• Document passage:
(begin)

Re: [galaxy-dev] Better packaging for toolshed binaries

2013-08-29 Thread Peter Cock
On Thu, Aug 29, 2013 at 5:45 AM, Guest, Simon
simon.gu...@agresearch.co.nz wrote:
 Dear Galaxians,

 This email is about difficulties with the current approach for installing 
 tool dependency binaries from the Galaxy Toolshed, and what might be done to 
 improve the situation.  It comes down to this:  packaging software to run on 
 different systems is tricky.  It is a problem that has been solved by various 
 Linux distributions with their packaging systems (RPM, deb, etc.), and 
 package archives.  The Galaxy Toolshed is trying to solve this problem again, 
 but so far it doesn't work very well.  There must be something better we can 
 do.


I agree with you, and as more people try to package thier
tools and the dependencies, I think more will too :(

 Since gaining a better understanding from the Galaxy Community Conference of 
 what the Toolshed is trying to do (versioned tools, reproducibility), I have 
 been working on switching over from locally installed tools to Toolshed 
 versions.  However, it has not gone well, and I think I am about to revert to 
 my previous approach.  Here's the problem:  building software from source on 
 any system requires certain tweaks to the build process which are dependent 
 on the target platform.  An example is the NCBI BLAST+ suite, which failed to 
 build on my (EL6) system, because it couldn't run /usr/bin/touch.  That's 
 pretty dumb, and pretty simple to solve in isolation - it needs to be running 
 /bin/touch instead.


Can we  continue this specific example here?:
http://lists.bx.psu.edu/pipermail/galaxy-dev/2013-August/015890.html
...
http://lists.bx.psu.edu/pipermail/galaxy-dev/2013-August/016287.html

Short answer, yes I know, a new install XML process being
used on the Test Tool Shed which fixes this (but breaks in
a not yet understood way on the Galaxy teams test cluster),
awaiting release to the main Tool Shed.

(end)

• Directive 1:
Collect each line in the rows below that contains the string "stool".

• Data shown:
(begin)

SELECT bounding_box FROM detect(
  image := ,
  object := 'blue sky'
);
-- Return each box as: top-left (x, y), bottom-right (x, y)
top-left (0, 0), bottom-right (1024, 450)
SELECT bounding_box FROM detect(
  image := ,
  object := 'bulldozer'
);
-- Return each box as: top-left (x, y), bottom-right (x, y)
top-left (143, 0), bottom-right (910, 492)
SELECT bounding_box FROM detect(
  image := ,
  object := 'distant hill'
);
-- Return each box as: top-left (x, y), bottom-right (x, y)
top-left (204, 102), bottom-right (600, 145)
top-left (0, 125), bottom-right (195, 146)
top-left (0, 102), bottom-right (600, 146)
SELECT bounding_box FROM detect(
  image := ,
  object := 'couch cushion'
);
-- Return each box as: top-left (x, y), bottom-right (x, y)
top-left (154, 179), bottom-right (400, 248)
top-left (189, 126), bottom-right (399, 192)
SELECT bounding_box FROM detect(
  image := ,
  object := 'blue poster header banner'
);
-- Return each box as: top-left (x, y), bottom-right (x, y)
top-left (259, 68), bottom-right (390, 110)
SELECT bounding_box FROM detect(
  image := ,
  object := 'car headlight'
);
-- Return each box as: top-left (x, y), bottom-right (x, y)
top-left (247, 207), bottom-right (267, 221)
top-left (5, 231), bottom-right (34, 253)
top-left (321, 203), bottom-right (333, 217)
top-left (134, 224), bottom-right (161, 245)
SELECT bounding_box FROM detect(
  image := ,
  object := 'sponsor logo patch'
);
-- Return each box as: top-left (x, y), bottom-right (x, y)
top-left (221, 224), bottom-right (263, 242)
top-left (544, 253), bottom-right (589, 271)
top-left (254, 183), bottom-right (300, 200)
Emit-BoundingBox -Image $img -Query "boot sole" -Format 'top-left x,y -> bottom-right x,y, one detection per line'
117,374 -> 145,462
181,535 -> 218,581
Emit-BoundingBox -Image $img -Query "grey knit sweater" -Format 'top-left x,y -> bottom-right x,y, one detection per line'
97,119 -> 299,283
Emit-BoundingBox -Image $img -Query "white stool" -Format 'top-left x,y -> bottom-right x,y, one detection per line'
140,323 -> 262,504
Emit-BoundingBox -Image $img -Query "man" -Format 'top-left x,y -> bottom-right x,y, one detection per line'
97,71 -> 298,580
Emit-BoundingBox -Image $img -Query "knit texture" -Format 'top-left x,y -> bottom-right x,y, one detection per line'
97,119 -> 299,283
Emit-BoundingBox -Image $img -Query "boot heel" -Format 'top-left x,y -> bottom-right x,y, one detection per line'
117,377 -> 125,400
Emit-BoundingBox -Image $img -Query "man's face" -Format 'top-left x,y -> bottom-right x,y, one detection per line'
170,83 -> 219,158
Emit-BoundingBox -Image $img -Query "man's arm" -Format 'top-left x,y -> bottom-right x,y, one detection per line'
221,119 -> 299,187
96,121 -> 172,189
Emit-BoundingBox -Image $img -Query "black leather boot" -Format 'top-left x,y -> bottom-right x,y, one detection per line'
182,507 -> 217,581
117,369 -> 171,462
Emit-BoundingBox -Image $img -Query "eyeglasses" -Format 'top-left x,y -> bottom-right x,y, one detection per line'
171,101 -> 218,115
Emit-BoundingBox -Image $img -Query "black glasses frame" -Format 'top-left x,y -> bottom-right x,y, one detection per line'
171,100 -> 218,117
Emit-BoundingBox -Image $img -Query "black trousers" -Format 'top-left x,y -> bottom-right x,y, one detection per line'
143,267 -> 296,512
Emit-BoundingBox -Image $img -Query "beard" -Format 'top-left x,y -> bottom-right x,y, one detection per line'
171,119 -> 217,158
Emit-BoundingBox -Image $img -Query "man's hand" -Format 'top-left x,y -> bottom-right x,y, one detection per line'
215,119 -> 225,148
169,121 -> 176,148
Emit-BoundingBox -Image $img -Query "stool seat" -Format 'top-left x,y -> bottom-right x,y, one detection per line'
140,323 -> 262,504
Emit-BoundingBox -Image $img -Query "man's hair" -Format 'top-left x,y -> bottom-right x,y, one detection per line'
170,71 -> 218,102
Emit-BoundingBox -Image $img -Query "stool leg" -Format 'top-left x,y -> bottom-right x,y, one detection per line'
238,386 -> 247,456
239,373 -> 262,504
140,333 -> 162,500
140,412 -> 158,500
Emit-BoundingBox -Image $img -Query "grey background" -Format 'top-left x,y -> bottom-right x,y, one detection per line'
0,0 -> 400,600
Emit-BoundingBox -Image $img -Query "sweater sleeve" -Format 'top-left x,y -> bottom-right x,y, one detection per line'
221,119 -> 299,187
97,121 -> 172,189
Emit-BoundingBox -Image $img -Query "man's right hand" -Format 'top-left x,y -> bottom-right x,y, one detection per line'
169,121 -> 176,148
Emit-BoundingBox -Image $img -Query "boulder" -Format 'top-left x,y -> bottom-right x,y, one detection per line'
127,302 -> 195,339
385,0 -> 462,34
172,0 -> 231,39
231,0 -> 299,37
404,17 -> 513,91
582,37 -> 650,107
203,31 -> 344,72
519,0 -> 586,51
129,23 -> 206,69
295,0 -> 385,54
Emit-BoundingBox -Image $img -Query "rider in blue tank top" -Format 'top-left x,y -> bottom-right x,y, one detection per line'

(end)

• Directive 2:
Carry on the mailing-list thread about Galaxy Toolshed packaging above, starting after its last sentence.

• Final answer 1:
Emit-BoundingBox -Image $img -Query "white stool" -Format 'top-left x,y -> bottom-right x,y, one detection per line'
Emit-BoundingBox -Image $img -Query "stool seat" -Format 'top-left x,y -> bottom-right x,y, one detection per line'
Emit-BoundingBox -Image $img -Query "stool leg" -Format 'top-left x,y -> bottom-right x,y, one detection per line'

• Final answer 2:
 But the general point is this:  it's not feasible (i.e. too much work, too 
 hard) to produce build scripts to build software from source that work on any 
 platform, even the common ones.  Packaging source code for a given platform 
 is a non-trivial task.  The RPM and deb packagers are doing a good job here.  
 It's a significant amount of work.  I know that, as I've been packaging 
 bioinformatics software as binary RPMs for EL6 for 18 months or so now, and 
 have done nearly 300 packages.

 What do we want?  Simply to be able to install a given version of some 
 software, and all its dependencies, with a single click, or a single command, 
 and have it Just Work (tm).  It's the dependencies that make this hard.  
 Things get installed in different ways on different systems.  Does your 
 platform need #include bam.h, or #include bam/bam.h?  If the former, then 
 you'll have to patch tophat, say, (in a trivial way) before building it.  I 
 think this is simply too hard to do by embedding some commands and 
 conditionals in Toolshed XML build files.


Indeed - nice tools being packaged will have something like
a ./configure script to take care of that, but not all :(

 It seems to me that a number of people out there are currently having some 
 issues installing tool dependencies from the Toolshed, because things are not 
 building as expected.  I think it's much easier for just one person to 
 troubleshoot why things go wrong when they are packaging the software for a 
 given platform, rather than for each end user (Galaxy admin) to wonder why a 
 tool failed to install.

 So, what to do?  My starting point is that I have packaged a large amount of 
 bioinformatics software for EL6, which is freely available at 
 http://rpm.agresearch.co.nz/.  I'm after some Galaxy tool wrappers for the 
 tools that we use here at AgResearch, which can simply make use of packages 
 installed from this repo.

 Is there any interest in exploring the merits or otherwise of this approach 
 in the Galaxy community?


There is a similar but probably larger set of Debian packages
available via Debian-Med and Bio-Linux too. The catch here
is can you install arbitrary versions of a tool in parallel? And
I think the answer sadly is no.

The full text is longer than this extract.